### WHAT YOU HAVE TO DO
Rewrite the entries below, swapping every "armchair" for "sofa" and keeping everything else unchanged. Omit the pictures from your output.

begin AVAILABLE RECORDS

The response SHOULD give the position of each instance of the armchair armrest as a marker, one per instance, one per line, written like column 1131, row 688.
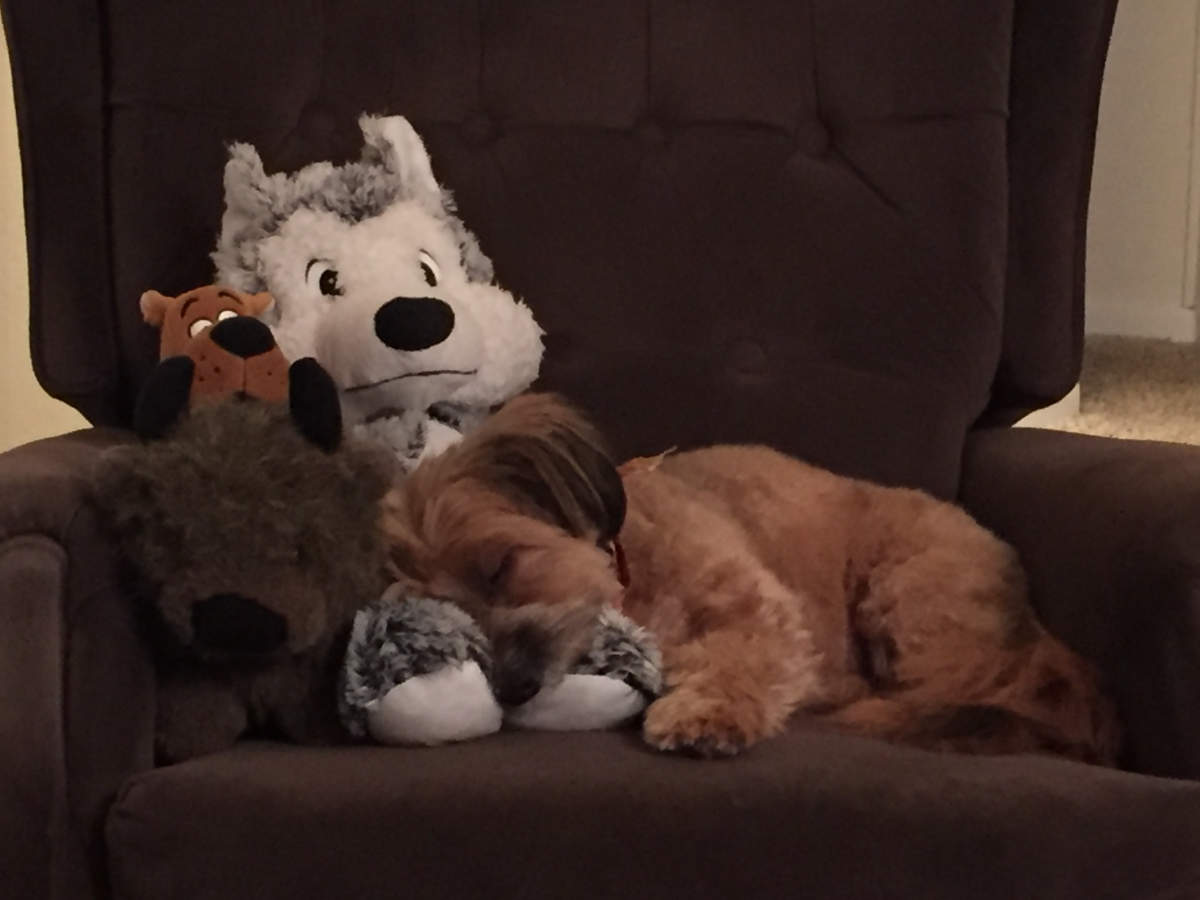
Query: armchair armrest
column 77, row 684
column 1109, row 532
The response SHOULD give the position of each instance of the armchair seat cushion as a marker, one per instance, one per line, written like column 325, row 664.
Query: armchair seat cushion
column 597, row 815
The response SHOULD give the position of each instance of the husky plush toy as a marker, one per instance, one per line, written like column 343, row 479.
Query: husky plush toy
column 376, row 277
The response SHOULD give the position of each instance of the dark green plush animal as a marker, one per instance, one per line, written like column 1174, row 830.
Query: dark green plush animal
column 253, row 532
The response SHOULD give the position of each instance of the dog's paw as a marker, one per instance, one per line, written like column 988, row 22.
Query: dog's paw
column 688, row 723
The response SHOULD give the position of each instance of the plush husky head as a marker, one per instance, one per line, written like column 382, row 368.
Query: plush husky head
column 376, row 277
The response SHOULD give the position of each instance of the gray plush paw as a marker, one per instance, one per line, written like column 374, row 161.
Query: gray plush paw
column 624, row 651
column 417, row 672
column 621, row 672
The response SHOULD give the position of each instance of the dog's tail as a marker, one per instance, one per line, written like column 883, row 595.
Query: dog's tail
column 1042, row 700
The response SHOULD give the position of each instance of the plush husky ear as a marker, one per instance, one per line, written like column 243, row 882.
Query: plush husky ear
column 544, row 454
column 247, row 187
column 394, row 143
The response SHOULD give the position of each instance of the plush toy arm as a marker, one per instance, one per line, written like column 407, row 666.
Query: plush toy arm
column 163, row 397
column 417, row 673
column 619, row 675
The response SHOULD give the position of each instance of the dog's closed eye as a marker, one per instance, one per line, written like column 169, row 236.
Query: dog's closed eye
column 501, row 569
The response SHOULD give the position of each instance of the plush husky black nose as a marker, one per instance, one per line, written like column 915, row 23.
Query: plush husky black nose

end AVAILABLE RECORDS

### WRITTEN ANSWER
The response SHOULD give the position of each instance of the sofa armrest as a marker, one per instance, one per line, written like column 1131, row 688.
Query: sofa armrest
column 77, row 684
column 1109, row 532
The response SHOULD give the position of each instance of the sofa seat cushion as a marker, one per instance, one per line, written like column 325, row 664.
Query: sofa seat cushion
column 597, row 815
The response SHOULD give the position of each instance of the husky plush toy as a marker, one per instance, one per line, written like column 343, row 479.
Query: husky plush toy
column 376, row 277
The response SHOULD give the position of each instance of the dark green plush animal as a marker, one per instance, one per line, written like column 1174, row 830.
Query: dark green plush animal
column 253, row 532
The response SHOULD give the position of each instance of the dog's paw as a marker, one per instance, one per line, written like column 988, row 22.
Query: dog's paw
column 688, row 723
The response SHOULD give the position of each instance of the plush husky head as a marker, one per instance, one per line, written like column 382, row 368.
Query: plush husky head
column 376, row 277
The response SHOULD give the position of each instance of the gray plush paw as a marker, one per instance, one per line, written like column 374, row 161.
Query: gray plush paw
column 624, row 651
column 417, row 672
column 621, row 672
The response SHOULD give the position of each instance of the dog's tail as a marker, one per instance, one per line, written like column 883, row 595.
Query: dog's tail
column 1042, row 700
The response SHOULD give the position of each instance of the plush husky ear as a marker, one per instance, one per line, written like column 243, row 882.
Query: plush husky ear
column 544, row 454
column 247, row 187
column 394, row 143
The response SHOULD give the position of each instance of the plush toy arm as a marker, one per instance, one per line, written like column 407, row 666.
Query: plush toy arm
column 163, row 397
column 417, row 673
column 619, row 675
The response SHOULD give the position of each instance of the dog's closed eye as a marker, one per instance, one per line, written like column 169, row 236.
Query: dog's closed eye
column 501, row 569
The response SHOULD give the position of each instance of the plush husky black nose as a marker, one per instance, one per line, written like column 915, row 23.
Query: plush husky black nose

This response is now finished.